* [PAGE EXTRACT]
·····
Injuries and Mental Health
Everyone has a psychological response to injury. Though depending on the individual and the type of injury sustained, this response can vary greatly. For most people, minor physical injuries rarely result in deteriorating mental health. Yet for those with underlying mental health issues, a minor injury can unmask or exacerbate symptoms. Athletes are another at-risk population when it comes to injuries and mental health decline. Because a big part of an athlete’s identity is connected to their physical abilities, there tends to be a greater emotional reaction when injury occurs.
Also, those who sustain an injury as a result of certain events, such as a car accident, assault, or fall, are often left with emotional trauma. This emotional trauma can manifest in many ways, from lack of motivation or isolation, to anxiety, depression, panic attacks, or post-traumatic stress disorder (PTSD).
Regardless of circumstances, everyone is susceptible to the effects of physical injury on mental health in one way or another. Injuries can result in the loss of skills or abilities, which can prevent a person from functioning at work or school; injuries can cause a financial burden, which can contribute to stress, and thus a decline in mental health.
Maintaining Mental Health While Recovering
The process of recovery from injury is important. Yet, the mind/body connection and interaction (which is usually beneficial) tends to get in the way. When physical injury affects our mental health, that decline in mental health impacts our ability to heal from injury, becoming a somewhat vicious cycle. Thankfully, there are things you can do to not only help manage your mental health, but also ease the recovery process.
·····
* [RECORD SET]

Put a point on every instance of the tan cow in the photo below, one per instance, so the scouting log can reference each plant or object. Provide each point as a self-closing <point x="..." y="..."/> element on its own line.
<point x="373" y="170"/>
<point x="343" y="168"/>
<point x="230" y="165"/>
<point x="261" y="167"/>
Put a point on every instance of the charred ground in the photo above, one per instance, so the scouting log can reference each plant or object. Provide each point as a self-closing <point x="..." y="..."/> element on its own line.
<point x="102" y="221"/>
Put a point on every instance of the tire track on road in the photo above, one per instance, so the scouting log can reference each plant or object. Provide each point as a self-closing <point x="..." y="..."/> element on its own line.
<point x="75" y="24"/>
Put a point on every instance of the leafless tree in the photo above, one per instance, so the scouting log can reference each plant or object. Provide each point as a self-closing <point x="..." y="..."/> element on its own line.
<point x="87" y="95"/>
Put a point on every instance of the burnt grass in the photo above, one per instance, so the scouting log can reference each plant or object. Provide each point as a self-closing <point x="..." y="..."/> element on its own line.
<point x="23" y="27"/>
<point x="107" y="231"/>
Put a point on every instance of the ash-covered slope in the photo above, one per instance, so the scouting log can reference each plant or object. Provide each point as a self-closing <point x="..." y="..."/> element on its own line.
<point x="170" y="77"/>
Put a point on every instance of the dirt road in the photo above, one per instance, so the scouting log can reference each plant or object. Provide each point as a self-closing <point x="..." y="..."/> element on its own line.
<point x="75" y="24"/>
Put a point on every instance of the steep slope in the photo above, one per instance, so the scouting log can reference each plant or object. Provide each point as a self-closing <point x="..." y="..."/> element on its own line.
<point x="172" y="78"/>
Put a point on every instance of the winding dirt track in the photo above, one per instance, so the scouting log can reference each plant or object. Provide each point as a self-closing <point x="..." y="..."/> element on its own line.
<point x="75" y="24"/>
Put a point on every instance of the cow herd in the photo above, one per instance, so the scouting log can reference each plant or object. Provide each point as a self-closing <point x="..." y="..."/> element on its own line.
·····
* [ASSIGNED TASK 1]
In the text on injuries and mental health, why do athletes tend to react more emotionally when they are injured?
* [ASSIGNED TASK 2]
Write the next part of the text on injuries and mental health, picking up after its final sentence.

* [RESPONSE BOX 1]
A big part of an athlete's identity is connected to their physical abilities.

* [RESPONSE BOX 2]
- Mindfulness – practice mindfulness meditation, breathing exercises, or progressive muscle relaxation.
- Stick to a routine – establishing a routine is important to mental health wellbeing. While your daily routine may look different following an injury, find new ways to establish consistency in the day, such as a nighttime routine.
- Rest – downtime is essential for healing the mind, body, and spirit. Turn off your phone, put away the laptop, and just be.
- Support group – many cities/towns have support groups for individuals going through injury recovery. It can be helpful to hear other’s experiences and be in a setting with those with whom you can relate.
- Therapy – experiencing an injury and mental health decline can take a big toll. Seeking therapy from a mental health professional can help you manage your emotional response to being injured.